* **SOURCE**

════════════════════

New submission from bzip2 <adnan.de...@gmail.com>:

The sections on list, set and dict comprehensions in the tutorial on data 
structures (ref. 1) state repeatedly that they are equivalent to for loops, but 
do not mention that this is not true in classes. In fact, the example used for 
nested list comprehensions (section 5.1.4) will work in a function, but not in 
a class. Similarly, there seems to be no mention of this scope "limitation" in 
the tutorial on classes (ref. 2), despite a section on scopes and namespaces 
(section 9.2) and another that mentions list comprehensions (section 9.10). The 
scope "limitation" is mentioned at the end of a section on resolution of names 
on a page about the execution model in the reference guide (ref. 3), and of 
course in various forums, where people may perhaps eventually find them after 
wasting time trying to figure out what they've done wrong.

If comprehensions are "equivalent" to for loops only under certain conditions 
(in a class, but only in a class, only one variable from outside the 
comprehension is accessible in the comprehension, and it must be the outermost 
iterable), they are not equivalent and should not be described as such. This 
"limitation" should be mentioned prominently wherever comprehensions are 
described, since both classes and comprehensions are presumably common 
constructs. When people read "is equivalent to" without a qualifier, they 
assume "is always equivalent to".

════════════════════

* **SUPPLIED ENTRIES**

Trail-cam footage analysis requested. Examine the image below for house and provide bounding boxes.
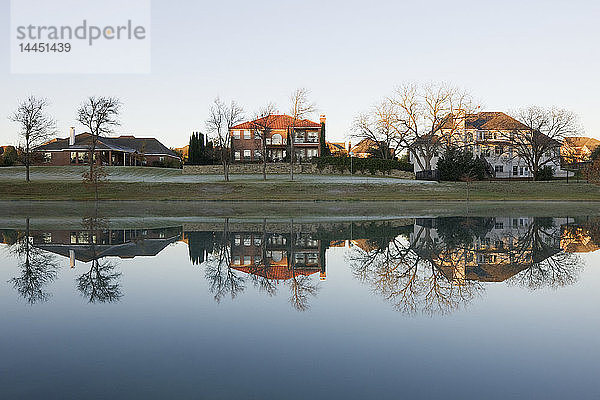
[410,112,560,178]
[34,128,180,166]
[348,138,394,158]
[560,136,600,164]
[327,142,348,157]
[229,115,325,162]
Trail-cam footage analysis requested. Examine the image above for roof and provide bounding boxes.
[327,142,346,151]
[442,111,529,130]
[350,138,379,154]
[35,133,177,157]
[565,136,600,151]
[232,265,321,281]
[231,114,321,129]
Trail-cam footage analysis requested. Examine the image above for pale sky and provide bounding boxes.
[0,0,600,147]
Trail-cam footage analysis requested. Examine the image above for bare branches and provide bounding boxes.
[77,96,121,195]
[9,96,56,182]
[253,103,277,181]
[288,88,317,180]
[206,97,244,181]
[353,83,475,170]
[505,106,580,179]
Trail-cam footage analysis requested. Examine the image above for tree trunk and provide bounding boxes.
[288,127,296,181]
[262,138,267,181]
[25,141,31,183]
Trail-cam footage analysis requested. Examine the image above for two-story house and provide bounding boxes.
[229,115,325,162]
[410,112,560,178]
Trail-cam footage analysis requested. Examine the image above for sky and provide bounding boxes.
[0,0,600,147]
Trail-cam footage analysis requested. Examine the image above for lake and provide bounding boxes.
[0,205,600,399]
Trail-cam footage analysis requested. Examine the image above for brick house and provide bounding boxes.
[229,115,325,162]
[34,128,180,166]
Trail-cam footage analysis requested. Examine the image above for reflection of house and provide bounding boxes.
[410,112,560,178]
[30,227,182,267]
[410,217,564,284]
[327,142,348,157]
[560,137,600,164]
[34,128,179,166]
[348,139,394,158]
[230,115,325,161]
[560,225,600,253]
[230,232,326,280]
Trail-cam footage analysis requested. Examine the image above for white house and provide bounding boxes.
[410,112,560,178]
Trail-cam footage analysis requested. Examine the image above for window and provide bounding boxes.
[42,232,52,243]
[271,133,283,144]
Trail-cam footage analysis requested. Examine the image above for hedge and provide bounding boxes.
[312,156,413,174]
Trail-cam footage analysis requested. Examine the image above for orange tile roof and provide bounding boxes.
[232,265,321,281]
[231,114,321,129]
[442,111,529,130]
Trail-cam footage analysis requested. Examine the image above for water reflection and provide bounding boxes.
[0,213,600,314]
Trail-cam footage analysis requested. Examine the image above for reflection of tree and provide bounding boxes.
[76,205,123,303]
[197,220,319,311]
[349,217,580,314]
[509,218,581,290]
[10,218,58,304]
[201,219,245,302]
[348,227,481,315]
[77,259,123,303]
[289,273,319,311]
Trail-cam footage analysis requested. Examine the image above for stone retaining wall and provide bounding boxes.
[183,163,414,179]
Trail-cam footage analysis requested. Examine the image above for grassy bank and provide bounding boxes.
[0,181,600,201]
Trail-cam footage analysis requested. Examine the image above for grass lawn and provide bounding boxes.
[0,180,600,201]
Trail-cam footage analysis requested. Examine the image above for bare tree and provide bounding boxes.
[9,96,56,182]
[206,97,244,182]
[352,99,406,160]
[77,96,121,200]
[288,88,317,180]
[10,218,59,304]
[254,103,277,181]
[506,106,579,179]
[380,83,476,170]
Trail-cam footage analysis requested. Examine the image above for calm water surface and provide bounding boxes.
[0,211,600,399]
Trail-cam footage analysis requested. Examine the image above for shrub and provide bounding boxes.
[0,146,19,167]
[535,165,554,181]
[312,156,413,175]
[437,147,488,182]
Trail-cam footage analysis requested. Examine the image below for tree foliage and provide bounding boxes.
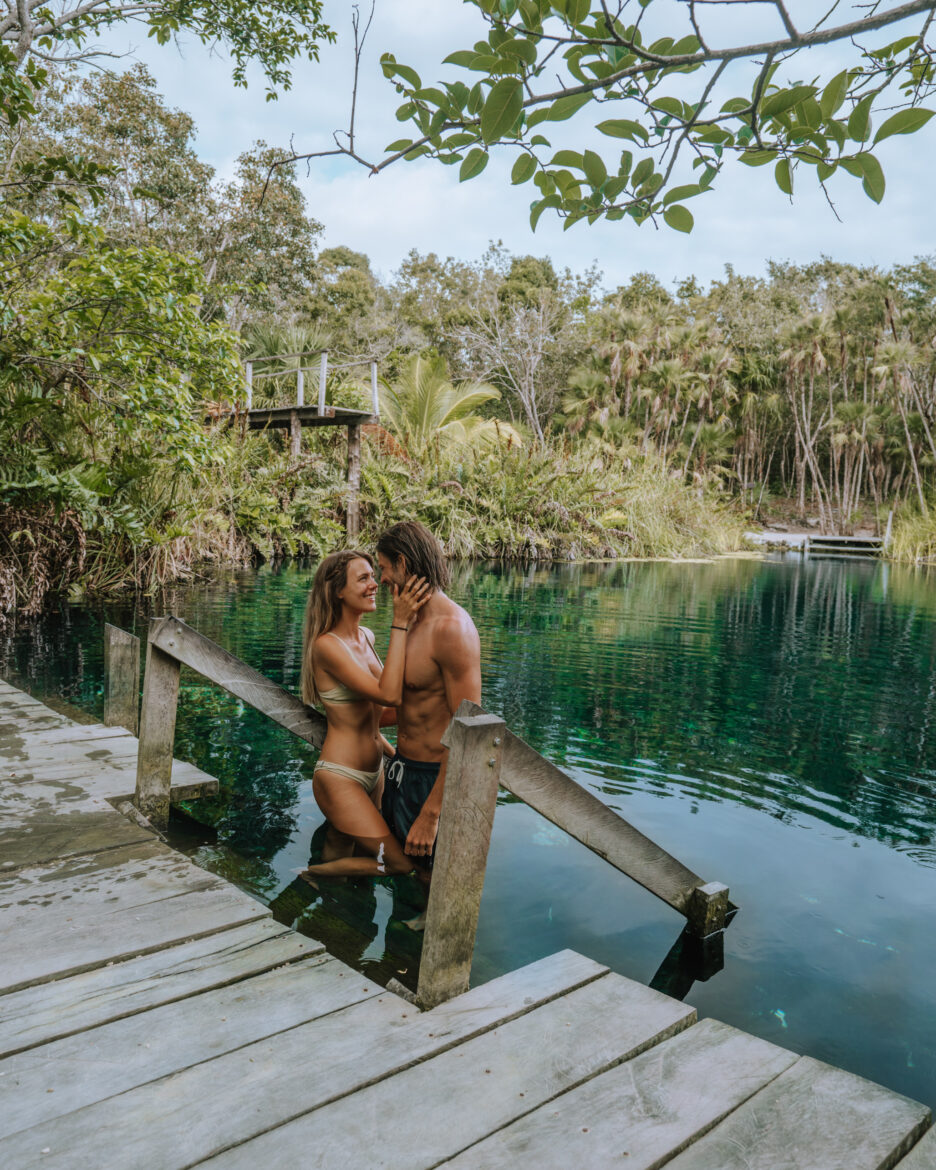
[276,0,936,232]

════════════════════

* **WORK TO COMPLETE**
Transcribe the passage of the submission on comprehension scope above, starting with "New submission from" and going on through "they've done wrong.".

* **RESPONSE BELOW**
New submission from bzip2 <adnan.de...@gmail.com>:

The sections on list, set and dict comprehensions in the tutorial on data 
structures (ref. 1) state repeatedly that they are equivalent to for loops, but 
do not mention that this is not true in classes. In fact, the example used for 
nested list comprehensions (section 5.1.4) will work in a function, but not in 
a class. Similarly, there seems to be no mention of this scope "limitation" in 
the tutorial on classes (ref. 2), despite a section on scopes and namespaces 
(section 9.2) and another that mentions list comprehensions (section 9.10). The 
scope "limitation" is mentioned at the end of a section on resolution of names 
on a page about the execution model in the reference guide (ref. 3), and of 
course in various forums, where people may perhaps eventually find them after 
wasting time trying to figure out what they've done wrong.